=== Excerpt provided ===
┌──

Connatser had worked at Cancer Fund before striking out on her own with her own cancer charity. She had left before the regulatory lawsuits were filed against Cancer Fund and avoided personal legal liability.

Still, she apparently learned her fundraising lessons well. In 2013, while living in Seattle, I was solicited on the phone by a telemarketer for American Association for Cancer Support under yet another trade name: Cancer Support Fund. The caller–a real person–falsely claimed Cancer Support Fund was based in Seattle.

As I determined at the time in a post for a previous blog of mine, NewToSeattle.com, Connatser’s organization spent a mere 14 cents of every $100 raised in cash on what I would call good works. Not even $14 per $100, 14 cents per $100. Put another way, that was 1/7th of 1%. Nevertheless, the charity used as a motto something pretty close to what it uses now: “Because we care, we share.”

At the time the charity accepted gift-in-kind–donated goods given in bulk and often over-valued–to make its financial efficiency numbers look a little better. Connatser told me back then one of her donors was Cancer Fund–another dubious tie for her charity.

└──

=== Exercises ===
• a. Transcribe the passage about Connatser's cancer charity from "At the time the" up to and including "for her charity.".
• b. In the passage about Connatser's cancer charity, under what trade name did the 2013 telemarketer solicit for American Association for Cancer Support?
The material after this point is separate from the passage about Connatser's cancer charity.

=== Data records ===
┌──

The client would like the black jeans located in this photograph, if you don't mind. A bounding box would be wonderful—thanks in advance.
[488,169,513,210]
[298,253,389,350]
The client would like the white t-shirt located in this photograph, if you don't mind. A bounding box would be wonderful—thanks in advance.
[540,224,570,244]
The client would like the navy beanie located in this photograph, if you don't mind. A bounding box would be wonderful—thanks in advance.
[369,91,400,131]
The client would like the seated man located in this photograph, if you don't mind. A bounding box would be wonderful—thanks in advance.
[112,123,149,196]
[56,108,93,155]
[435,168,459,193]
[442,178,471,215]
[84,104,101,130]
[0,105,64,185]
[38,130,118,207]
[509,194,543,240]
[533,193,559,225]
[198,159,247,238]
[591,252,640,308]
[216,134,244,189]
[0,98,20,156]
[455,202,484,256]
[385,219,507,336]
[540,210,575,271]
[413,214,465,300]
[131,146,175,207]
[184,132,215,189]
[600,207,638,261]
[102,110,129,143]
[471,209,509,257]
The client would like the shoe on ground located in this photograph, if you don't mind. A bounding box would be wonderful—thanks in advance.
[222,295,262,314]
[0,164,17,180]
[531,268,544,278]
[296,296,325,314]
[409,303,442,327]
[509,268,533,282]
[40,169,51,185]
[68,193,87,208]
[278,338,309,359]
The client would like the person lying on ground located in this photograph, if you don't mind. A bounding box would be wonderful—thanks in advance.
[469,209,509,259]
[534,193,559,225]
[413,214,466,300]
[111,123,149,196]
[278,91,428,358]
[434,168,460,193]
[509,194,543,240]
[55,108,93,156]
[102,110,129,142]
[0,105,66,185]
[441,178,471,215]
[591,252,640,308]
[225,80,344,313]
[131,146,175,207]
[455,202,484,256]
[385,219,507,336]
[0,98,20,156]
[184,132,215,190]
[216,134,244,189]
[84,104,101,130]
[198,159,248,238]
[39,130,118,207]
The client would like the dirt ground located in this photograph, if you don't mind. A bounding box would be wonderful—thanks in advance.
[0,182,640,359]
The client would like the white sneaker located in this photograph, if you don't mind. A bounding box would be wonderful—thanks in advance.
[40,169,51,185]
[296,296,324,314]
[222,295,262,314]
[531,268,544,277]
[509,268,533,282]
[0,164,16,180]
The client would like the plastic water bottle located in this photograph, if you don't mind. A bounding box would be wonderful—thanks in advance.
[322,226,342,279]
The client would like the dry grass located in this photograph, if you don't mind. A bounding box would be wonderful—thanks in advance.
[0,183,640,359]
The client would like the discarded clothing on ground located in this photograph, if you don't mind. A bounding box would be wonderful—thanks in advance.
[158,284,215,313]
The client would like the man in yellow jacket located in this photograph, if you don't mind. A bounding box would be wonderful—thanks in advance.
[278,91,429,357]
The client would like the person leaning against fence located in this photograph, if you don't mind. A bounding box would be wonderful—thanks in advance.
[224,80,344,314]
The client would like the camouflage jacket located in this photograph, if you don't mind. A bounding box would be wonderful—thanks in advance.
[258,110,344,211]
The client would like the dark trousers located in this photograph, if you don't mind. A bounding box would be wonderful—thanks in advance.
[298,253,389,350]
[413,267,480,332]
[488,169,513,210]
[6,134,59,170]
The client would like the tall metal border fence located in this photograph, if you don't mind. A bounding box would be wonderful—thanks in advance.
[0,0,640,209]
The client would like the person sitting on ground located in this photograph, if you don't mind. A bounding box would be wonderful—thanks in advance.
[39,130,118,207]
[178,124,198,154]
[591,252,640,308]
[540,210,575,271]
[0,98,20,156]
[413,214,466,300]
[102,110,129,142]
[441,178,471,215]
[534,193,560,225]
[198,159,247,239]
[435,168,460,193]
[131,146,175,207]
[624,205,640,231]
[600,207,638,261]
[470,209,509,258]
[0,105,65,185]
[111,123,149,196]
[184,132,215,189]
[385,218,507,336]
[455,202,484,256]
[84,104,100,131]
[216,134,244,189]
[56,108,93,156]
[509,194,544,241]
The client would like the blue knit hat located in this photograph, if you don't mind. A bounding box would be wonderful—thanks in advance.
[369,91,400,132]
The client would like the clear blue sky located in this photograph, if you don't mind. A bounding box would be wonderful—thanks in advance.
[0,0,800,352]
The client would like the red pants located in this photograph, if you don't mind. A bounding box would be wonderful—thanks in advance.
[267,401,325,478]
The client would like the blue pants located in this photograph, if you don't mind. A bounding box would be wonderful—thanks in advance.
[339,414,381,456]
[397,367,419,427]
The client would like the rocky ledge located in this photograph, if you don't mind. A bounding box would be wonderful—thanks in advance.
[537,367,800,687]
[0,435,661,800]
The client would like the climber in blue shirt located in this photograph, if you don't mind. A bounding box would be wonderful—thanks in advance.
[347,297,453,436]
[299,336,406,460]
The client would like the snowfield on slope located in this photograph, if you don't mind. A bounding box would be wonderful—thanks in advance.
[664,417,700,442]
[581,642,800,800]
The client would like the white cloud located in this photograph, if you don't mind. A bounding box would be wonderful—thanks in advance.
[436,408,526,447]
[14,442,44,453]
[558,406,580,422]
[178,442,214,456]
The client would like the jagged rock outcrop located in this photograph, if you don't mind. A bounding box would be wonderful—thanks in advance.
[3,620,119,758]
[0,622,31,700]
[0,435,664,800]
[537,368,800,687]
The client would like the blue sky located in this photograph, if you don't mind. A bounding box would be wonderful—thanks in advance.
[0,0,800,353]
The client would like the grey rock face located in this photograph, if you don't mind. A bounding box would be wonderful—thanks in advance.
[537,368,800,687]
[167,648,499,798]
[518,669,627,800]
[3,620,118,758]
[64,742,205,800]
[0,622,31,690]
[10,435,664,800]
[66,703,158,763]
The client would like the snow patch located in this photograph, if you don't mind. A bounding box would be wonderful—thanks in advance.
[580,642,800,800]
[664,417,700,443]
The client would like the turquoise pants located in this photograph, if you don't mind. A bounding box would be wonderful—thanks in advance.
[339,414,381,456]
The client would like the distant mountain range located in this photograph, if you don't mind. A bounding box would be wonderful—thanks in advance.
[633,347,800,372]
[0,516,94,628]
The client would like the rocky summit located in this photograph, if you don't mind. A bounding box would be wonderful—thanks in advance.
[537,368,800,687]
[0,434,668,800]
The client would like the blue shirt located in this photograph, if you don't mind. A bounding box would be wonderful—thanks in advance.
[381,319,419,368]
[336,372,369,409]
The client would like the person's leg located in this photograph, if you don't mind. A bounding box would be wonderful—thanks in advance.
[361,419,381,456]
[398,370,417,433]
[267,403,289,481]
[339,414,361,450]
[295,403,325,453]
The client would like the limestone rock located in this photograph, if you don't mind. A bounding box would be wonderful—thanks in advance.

└──

=== Your written answers ===
• a.
At the time the charity accepted gift-in-kind–donated goods given in bulk and often over-valued–to make its financial efficiency numbers look a little better. Connatser told me back then one of her donors was Cancer Fund–another dubious tie for her charity.

• b. Cancer Support Fund